*Source extract*.
---*---

Now it was two years later. I had seen them only once in the intervening time, and we were naturally anxious to see one another again. When I arrived at the house in Berkeley I found some changes. My friends, together with their two children, now occupied the lower half of the house they lived in; the upper half was occupied by three mari­tally estranged feminists and their collective five children; together, all five adults and seven children were attempting some variant of cooperative liv­ing.

Richard was out when I got there at 8 p.m. but Eva wel­comed me heartily and pulled me inside to the kitchen for coffee and kisses and laughter and words that tumbled one after another in some vague sem­blance of sentences meant to communicate meaning. After a while, one of the feminists from the top floor came down and joined us at the table. She was the estranged wife of a promi­nent New Left radical, life with whom she acidly described: “He was the intellectual and I was the earth mother.” It became quickly clear that she was now, heart and soul, given over to the women’s movement. Within minutes we were all embroiled in serious, fastmoving movement talk — and within the hour I was being told I was a revisionist … It seemed I had too loose an idea of what constituted properly revolutionary behavior.

When Richard came home he walked into the kitchen; I was very glad to see him and leaped out of my chair to hug him hello. He responded, was friendly for a few minutes, and then left the room. I expected him to return and so I simply sat down again, resumed the conversation, and it was 1 a.m. before I realized Richard had gone to his room with no intention of returning to the kitchen.

We, the three women, con­tinued to talk movement talk until 3 a.m. Movement talk, of necessity, is composed of a constant intertwining of personal experience, tactical speculations (regarding acti­vity in and out of the move­ment), and theoretical projec­tions, all being fed continually through the mill of observation and analysis. Naturally, the men in our lives are part of the mate­rial we supply for model cases and situations. Naturally.

I wasn’t able to speak to Rich­ard, who seemed abnormally preoccupied, until late the next day, and then I asked him why he hadn’t come back into the kitchen the night before. He looked at me for a long minute, and then he burst out; “I’ve gotten to hate women. I can’t stand them gath­ering in cliques, the way they do now. I just can’t stand the con­stant cliqueishness. It reminds me of my mother, for God’s sake. When I was a kid, my mother and her friends would gather in the kitchen like that, pushing the men — me and my brother and my father — out with their eyes and their sudden silences … Jesus. Now it’s the same thing all over again. When I walk into my own kitchen I feel the invisible curtain suddenly coming down between me and the women. Suddenly, I am the enemy incarnate, I am the fucking oppressor, I’m the one to be watched and to be shut out …” He gestured in disgust. “It’s useless now. I really don’t know what to make of the movement any more, and certainly I don’t feel part of it at all.”

I was stunned by his outburst. A great blot of sympathy began spreading in me. But very quickly my sympathy began to be outlined in anger, and the outline thickened until it covered half the blot … and then I realized that both my sympathy and my anger were for Richard and for the women. For him and for me, for the cause and for the movement, for the depth of meaning sealed into this incident and for the insight it holds into the nature of the struggle that lies still so far ahead of all of us.

---*---

*Things to do*.
A) In the Berkeley visit passage, until what time did the three women keep talking movement talk?
B) From the Berkeley visit passage, return the exact text starting at "We, the three" and ending at "and situations. Naturally.".

(Stored data)
---*---

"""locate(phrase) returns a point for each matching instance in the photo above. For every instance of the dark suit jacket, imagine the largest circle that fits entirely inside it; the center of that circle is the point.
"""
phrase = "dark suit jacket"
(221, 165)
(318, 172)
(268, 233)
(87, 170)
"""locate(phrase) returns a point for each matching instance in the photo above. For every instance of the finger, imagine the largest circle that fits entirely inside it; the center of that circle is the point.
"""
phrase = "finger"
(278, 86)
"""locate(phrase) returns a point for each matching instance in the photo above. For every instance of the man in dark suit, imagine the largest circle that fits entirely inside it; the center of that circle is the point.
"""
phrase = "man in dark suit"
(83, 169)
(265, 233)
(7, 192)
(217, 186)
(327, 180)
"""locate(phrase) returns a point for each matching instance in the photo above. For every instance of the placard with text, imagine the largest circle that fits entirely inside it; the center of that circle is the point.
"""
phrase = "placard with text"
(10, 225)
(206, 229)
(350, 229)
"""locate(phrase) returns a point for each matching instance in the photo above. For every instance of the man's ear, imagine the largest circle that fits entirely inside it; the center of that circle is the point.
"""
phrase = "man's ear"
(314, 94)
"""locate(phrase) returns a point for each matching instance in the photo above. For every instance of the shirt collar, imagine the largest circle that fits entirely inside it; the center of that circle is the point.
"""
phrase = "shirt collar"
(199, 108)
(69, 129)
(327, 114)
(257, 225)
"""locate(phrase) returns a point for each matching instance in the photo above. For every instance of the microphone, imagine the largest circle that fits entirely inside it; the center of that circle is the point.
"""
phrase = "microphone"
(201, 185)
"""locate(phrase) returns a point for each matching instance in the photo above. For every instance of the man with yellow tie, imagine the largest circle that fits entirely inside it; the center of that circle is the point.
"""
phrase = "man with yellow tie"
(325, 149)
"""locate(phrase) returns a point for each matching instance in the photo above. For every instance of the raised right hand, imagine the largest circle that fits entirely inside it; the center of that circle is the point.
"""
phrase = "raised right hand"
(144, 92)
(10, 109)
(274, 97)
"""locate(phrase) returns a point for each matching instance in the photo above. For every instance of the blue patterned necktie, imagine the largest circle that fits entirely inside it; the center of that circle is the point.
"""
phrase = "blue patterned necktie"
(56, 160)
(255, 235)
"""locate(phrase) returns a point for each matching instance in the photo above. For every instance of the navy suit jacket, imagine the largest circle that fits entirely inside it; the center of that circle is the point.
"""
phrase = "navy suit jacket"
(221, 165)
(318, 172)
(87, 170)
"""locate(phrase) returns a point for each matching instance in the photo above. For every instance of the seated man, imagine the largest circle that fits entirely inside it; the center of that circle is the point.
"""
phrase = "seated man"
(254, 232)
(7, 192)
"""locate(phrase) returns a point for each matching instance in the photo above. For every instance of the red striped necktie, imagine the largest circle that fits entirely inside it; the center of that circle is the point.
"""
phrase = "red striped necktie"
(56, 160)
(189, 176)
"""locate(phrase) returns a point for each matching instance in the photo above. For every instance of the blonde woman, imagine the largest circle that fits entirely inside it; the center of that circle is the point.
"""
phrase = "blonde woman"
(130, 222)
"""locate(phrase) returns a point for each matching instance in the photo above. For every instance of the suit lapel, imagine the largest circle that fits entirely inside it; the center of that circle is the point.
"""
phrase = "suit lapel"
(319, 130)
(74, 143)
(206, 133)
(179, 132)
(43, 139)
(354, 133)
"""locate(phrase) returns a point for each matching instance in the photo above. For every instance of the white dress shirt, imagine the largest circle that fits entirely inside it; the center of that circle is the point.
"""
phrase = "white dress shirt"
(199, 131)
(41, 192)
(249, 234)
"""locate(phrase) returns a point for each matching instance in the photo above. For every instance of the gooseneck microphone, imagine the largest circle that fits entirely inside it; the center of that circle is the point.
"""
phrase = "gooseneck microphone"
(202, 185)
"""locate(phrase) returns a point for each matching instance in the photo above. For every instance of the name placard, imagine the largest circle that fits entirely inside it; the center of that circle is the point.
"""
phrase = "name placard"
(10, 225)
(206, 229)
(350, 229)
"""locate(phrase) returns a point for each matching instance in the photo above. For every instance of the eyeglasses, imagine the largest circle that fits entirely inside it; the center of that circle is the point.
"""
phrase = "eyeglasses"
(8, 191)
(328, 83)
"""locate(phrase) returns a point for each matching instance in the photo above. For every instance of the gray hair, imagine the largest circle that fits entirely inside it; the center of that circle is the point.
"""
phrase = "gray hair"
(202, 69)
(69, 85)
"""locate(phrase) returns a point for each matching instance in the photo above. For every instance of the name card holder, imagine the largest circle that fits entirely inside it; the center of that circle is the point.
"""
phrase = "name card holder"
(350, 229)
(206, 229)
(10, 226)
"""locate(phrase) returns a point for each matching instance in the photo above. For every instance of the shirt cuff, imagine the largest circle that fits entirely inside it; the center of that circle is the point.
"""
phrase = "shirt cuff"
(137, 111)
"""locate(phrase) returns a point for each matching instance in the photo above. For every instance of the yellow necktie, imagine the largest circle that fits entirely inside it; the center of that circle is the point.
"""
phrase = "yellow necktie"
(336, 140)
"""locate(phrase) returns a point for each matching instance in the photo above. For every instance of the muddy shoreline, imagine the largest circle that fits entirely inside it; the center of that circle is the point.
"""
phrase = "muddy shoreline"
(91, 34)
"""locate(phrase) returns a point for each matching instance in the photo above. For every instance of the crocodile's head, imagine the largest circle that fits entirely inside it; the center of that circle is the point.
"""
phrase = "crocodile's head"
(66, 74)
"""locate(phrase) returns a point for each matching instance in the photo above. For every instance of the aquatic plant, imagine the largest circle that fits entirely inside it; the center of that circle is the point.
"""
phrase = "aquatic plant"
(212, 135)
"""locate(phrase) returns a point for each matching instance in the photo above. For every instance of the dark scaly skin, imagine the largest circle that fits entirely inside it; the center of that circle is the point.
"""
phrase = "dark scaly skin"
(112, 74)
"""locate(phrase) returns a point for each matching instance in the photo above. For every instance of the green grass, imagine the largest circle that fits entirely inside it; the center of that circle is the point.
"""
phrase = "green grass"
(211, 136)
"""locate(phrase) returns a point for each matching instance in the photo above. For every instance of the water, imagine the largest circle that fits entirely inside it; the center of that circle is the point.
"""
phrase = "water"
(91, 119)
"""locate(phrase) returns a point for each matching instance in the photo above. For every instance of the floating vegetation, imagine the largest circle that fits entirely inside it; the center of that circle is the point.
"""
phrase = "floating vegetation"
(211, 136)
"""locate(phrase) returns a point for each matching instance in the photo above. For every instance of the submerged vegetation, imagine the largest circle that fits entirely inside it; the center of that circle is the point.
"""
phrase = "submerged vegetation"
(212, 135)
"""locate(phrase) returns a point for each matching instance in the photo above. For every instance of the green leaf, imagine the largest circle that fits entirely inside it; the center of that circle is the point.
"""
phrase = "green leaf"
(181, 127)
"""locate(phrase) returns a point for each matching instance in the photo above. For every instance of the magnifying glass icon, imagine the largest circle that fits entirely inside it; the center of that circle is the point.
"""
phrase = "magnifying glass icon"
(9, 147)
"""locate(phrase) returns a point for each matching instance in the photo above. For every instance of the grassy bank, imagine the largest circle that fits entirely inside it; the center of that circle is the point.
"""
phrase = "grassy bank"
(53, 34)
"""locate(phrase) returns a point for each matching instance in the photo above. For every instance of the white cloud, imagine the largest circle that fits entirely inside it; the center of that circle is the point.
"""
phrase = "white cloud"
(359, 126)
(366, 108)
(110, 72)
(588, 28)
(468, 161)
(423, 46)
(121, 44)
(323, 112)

---*---

*Solutions in order*.
A) Until 3 a.m.

B)
We, the three women, con­tinued to talk movement talk until 3 a.m. Movement talk, of necessity, is composed of a constant intertwining of personal experience, tactical speculations (regarding acti­vity in and out of the move­ment), and theoretical projec­tions, all being fed continually through the mill of observation and analysis. Naturally, the men in our lives are part of the mate­rial we supply for model cases and situations. Naturally.